> Instructions to follow
Answer these questions using the text on musical lineages below.
(a) Whom did Arnold Schoenberg tell, "In order to write music, you must have a feeling for harmony"?
(b) Whom did Clair Musser teach?
(c) What did Mark Ford teach the writer?

Musicians do not exist in vacuums. Every musician has had teachers and, directly or indirectly, students. Piano lineages particularly fascinate me: Mozart may have taught Beethoven a few lessons; Beethoven taught Czerny; Czerny taught Liszt; Liszt taught Siloti; Siloti taught Rachmaninov; and some living musicians can trace their roots to this lineage.
There have also been interesting stories of composers as teachers: George Gershwin went to Paris to study with Maurice Ravel, who famously refused to teach him, asking "Why should you be a second-rate Ravel when you can be a first-rate Gershwin?" John Cage was told by Arnold Schoenberg, "In order to write music, you must have a feeling for harmony." When Cage told Schoenberg he had no feeling for harmony, Schoenberg described this as an impassable wall toward his study for music; Cage replied, "In that case I will devote my life to beating my head against that wall."
Likewise, contemporaries largely influence a musician's artistic output. Strauss and Mahler, the two titans of late German Romanticism were well aware of each other (I have heard both as friends and rivals). Tchaikovsky couldn't stand Brahms. Bartok and Shostakovich parodied each others' music in their own pieces.
Here is the fun part for me: much of percussion music has gone through a colossal transformation in the past 100 years; beyond that, probably the most exciting part of this transformation has come in the past 50 years. Many of our Mozarts, Strausses, and Bartoks are still alive today (or are only one generation in the past). Living percussion legends still actively perform today: Steve Gadd, Alan Abel, Keiko Abe, Steven Schick, and Giovanni Hidalgo, just to name a few. Lineages are relatively easy to trace too: Clair Musser worked for J.C. Reagan; Musser taught Vida Chenowith; Chenowith taught Leigh Howard Stevens; Stevens has influenced just about every marimba player today.
In a previous post, I mentioned the influence Keiko Abe and Kate Vorel had on my concept of sound. Other influences have included my first percussion teacher, Don Bick, who inspired a great love of music within me; Mark Ford, who taught me how to play with precision; William Moersch, who taught me what great music is; and Svet Stoyanov, who taught me how to perform.

> Image annotation data
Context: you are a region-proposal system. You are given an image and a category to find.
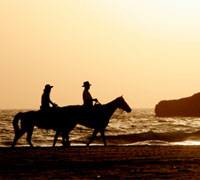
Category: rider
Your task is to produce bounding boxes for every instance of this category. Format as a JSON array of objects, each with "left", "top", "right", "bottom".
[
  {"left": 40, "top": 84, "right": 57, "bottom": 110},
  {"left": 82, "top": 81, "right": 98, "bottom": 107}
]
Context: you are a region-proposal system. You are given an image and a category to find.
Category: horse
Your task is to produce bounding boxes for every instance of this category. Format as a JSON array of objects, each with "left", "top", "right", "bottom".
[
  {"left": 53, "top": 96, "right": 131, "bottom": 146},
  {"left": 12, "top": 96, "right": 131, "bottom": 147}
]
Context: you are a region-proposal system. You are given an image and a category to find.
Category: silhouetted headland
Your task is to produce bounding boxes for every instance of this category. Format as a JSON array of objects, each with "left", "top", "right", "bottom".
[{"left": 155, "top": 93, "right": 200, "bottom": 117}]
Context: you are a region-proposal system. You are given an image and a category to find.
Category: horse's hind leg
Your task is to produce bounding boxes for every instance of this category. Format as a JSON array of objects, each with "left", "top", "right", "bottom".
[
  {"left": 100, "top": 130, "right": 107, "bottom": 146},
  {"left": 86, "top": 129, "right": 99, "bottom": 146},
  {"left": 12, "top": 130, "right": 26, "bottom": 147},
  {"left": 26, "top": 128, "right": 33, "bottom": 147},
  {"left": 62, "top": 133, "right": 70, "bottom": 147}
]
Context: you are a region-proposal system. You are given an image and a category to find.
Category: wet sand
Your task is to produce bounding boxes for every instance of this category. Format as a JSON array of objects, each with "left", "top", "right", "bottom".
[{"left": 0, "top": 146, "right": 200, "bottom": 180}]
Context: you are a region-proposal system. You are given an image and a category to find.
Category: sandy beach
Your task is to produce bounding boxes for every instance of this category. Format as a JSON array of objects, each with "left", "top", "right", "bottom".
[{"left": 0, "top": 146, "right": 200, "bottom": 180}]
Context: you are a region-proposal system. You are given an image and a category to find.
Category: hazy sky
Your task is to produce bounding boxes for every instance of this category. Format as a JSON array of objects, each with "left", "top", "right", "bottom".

> The reply
(a) John Cage
(b) Vida Chenowith
(c) How to play with precision